● WHAT YOU NEED TO DO:
[1] In the column on Neil Lennon and Celtic's Dubai trip, whose positive Covid-19 test led to Lennon and 13 players missing two games?
[2] Write the next few paragraphs of the column on Neil Lennon and Celtic's Dubai trip, picking up after its final sentence.

(PAGE EXCERPT Opens)

Neil Lennon has never been afraid to take anyone on. It's what helped make him a highly successful footballer.
Coming out swinging in difficult times has served him well in the past as a manager, too.
He has the trophies and medals to prove it as a player and boss.
The under fire Celtic supremo went on the attack yesterday. Had his team played with as much gusto this season, they would not be 21 points behind runaway Scottish Premiership leaders Rangers.
In an explosive press conference, Lennon launched into government officials, the media and pundits, slamming what he described as a "barrage of absolute hypocrisy" following Celtic's controversial trip to Dubai earlier this month.
"We've been held to a far higher standard than any other club," he raged.
"As soon as Celtic are deemed to do something wrong, bang, you all want blood. It's absolutely scandalous. The fallout from this has been way too much."
Lennon should know better than anyone that the fallout was always going to be monumental.
I would be stunned if, in his heart of hearts, he thought anything different. It's Celtic, a mighty club he has loved as man and Bhoy and, just like Rangers, the scrutiny on everything they do in their homeland is off the charts. If a Hoops or Gers reserve is out buying a loaf of bread, it's a story in Scotland. Nicola Sturgeon has it easy in comparison!
So when, in the middle of a deadly pandemic - not to mention almost being lapped by Rangers in what was supposed to be their historic 10-in-a-row season - Celtic jetted off to Dubai, of course the criticism was going to flow.
The fact that Lenny and 13 players missed two games after a positive Covid-19 test for Christopher Jullien on the back of the trip was only going to further exasperate already angry and frustrated Celtic supporters, and bring heat from elsewhere. Another player has since tested positive.
"I'm not apologising for going out there and training for a week. We did everything we possibly could to avoid the damage," blasted Lennon.

(PAGE EXCERPT Closes)
(PROVIDED DATA Opens)

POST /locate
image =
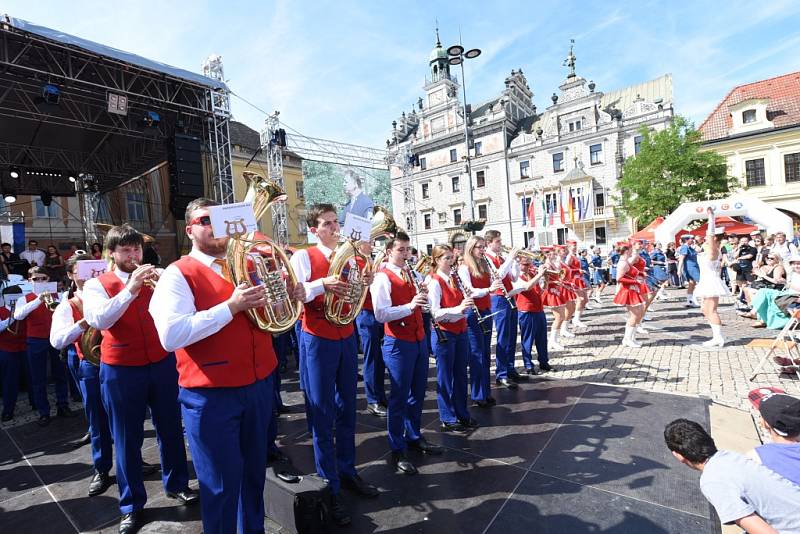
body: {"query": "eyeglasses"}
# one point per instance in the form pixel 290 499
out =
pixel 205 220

(PROVIDED DATA Closes)
(PROVIDED DATA Opens)

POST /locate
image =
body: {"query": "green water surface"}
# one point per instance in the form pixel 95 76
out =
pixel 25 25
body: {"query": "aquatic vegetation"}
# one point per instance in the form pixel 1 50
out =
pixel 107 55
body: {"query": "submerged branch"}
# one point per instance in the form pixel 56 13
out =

(PROVIDED DATA Closes)

● EXPECTED RESPONSES:
[1] Christopher Jullien's

[2]
"The whole squad is negative bar two players. I think that is remarkable and I think it totally blows out of the water the way the training camp has been portrayed by certain quarters of the media, by certain pundits and by certain government officials as well.
"We did not abuse any 'privilege', we did the right things. We were absolutely totally professional.
"We had a little drink in the afternoon on a day off, completely allowed, no law breaking - yet we come back to this barrage of absolute hypocrisy."
For months now there has been speculation about Lennon leaving Celtic with Steven Gerrard's Rangers surging towards title glory. The Lurgan man can have cause for complaint about how some Celtic fans have got on this season, calling him all sorts because his team have failed in the pursuit of that perfect 10. A hugely important and influential player for the Hoops and trophy winning machine as manager in two spells, he has deserved much more than the vile abuse he has had to put up with as his own fans turned on him in a vicious manner.
He is off the mark about Dubai, though.
Watching Neil at his media briefing, there was a sense that if he's on his way, he decided he wasn't going without a fight. This time he didn't pick the right battle.
On the Dubai debacle, Celtic were wrong to go, and so is Lenny.